◆ **Textauszug**
Vanessa Skiba und Oliver Voigt interessieren sich besonders für die Korallenart Siderastrea siderea, die in der Almirante-Bucht im Norden Panamas lebt. „Auch dort haben vielfältige Veränderungen in den vergangenen Jahrzehnten zu einer massiven Korallenbleiche geführt“, sagt Vanessa Skiba.
Im November und Dezember vergangenen Jahres konnten die beiden Wissenschaftler mehrere Wochen in einer Forschungsstation in der Bucht wohnen und arbeiten, die von der renommierten Smithsonian Institution betrieben wird. Die Situation in der Karibik sei besonders brisant für Korallen.

[Auszug aus einem Datensatz]
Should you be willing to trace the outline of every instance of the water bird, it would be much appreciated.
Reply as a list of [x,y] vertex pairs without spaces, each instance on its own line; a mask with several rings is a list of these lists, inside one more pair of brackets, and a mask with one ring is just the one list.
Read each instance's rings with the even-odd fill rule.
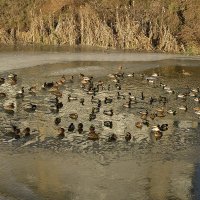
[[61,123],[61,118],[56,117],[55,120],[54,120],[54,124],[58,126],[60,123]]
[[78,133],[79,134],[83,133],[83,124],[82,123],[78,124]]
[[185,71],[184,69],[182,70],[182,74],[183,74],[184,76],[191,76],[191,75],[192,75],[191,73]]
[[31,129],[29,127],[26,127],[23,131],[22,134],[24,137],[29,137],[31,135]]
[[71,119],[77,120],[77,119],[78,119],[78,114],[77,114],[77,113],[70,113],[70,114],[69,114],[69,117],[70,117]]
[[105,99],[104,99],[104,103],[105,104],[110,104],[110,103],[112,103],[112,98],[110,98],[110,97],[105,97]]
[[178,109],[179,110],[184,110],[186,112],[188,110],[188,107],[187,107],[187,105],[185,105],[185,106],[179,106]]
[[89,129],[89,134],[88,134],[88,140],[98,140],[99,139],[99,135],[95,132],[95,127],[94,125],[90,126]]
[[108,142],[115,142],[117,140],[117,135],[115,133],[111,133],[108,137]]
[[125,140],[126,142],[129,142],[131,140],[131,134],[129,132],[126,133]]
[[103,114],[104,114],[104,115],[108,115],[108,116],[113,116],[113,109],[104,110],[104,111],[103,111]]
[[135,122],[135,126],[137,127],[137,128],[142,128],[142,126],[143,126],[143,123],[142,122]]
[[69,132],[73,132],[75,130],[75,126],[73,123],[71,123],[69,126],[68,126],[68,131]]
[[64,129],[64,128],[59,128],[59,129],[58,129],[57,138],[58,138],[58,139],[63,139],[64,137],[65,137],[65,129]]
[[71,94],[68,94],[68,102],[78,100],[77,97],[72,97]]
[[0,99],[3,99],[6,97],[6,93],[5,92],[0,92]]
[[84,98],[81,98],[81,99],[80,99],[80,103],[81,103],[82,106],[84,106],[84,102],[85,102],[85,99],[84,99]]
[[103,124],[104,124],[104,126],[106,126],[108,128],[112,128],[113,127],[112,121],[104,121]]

◆ **Aufgabe**
Schreibe den Textauszug über die Korallenforschung in Panama im Anschluss an seinen letzten Satz weiter. Die Einträge stehen für sich und gehören nicht zum Textauszug.

◆ **Lösung**
Der Klimawandel erwärmt das Wasser
„Das Wasser erwärmt sich dort durch den Klimawandel noch stärker als anderswo“, sagt Voigt. „Hinzu kommen Überfischung und massive Touristenzahlen oder extreme Wetterereignisse wie El Niño.“ Ein zusätzliches Problem erwachse aus der schonungslosen Ausbeutung der natürlichen Ressourcen. Durch massive Rodungen im Zuge der Plantagenwirtschaft lagern sich Sedimente auf den Riffen ab. „Es gibt daher kaum noch Bäume, deren Wurzeln den Boden auf dem Land zusammenhalten“, sagt Voigt. „Durch Wind und Regen landet so zunehmend Landmasse im Meer.“ Das Sediment trübt das Wasser. Für die Korallen wird es dunkler – und der Photosynthese-Prozess wird gestört.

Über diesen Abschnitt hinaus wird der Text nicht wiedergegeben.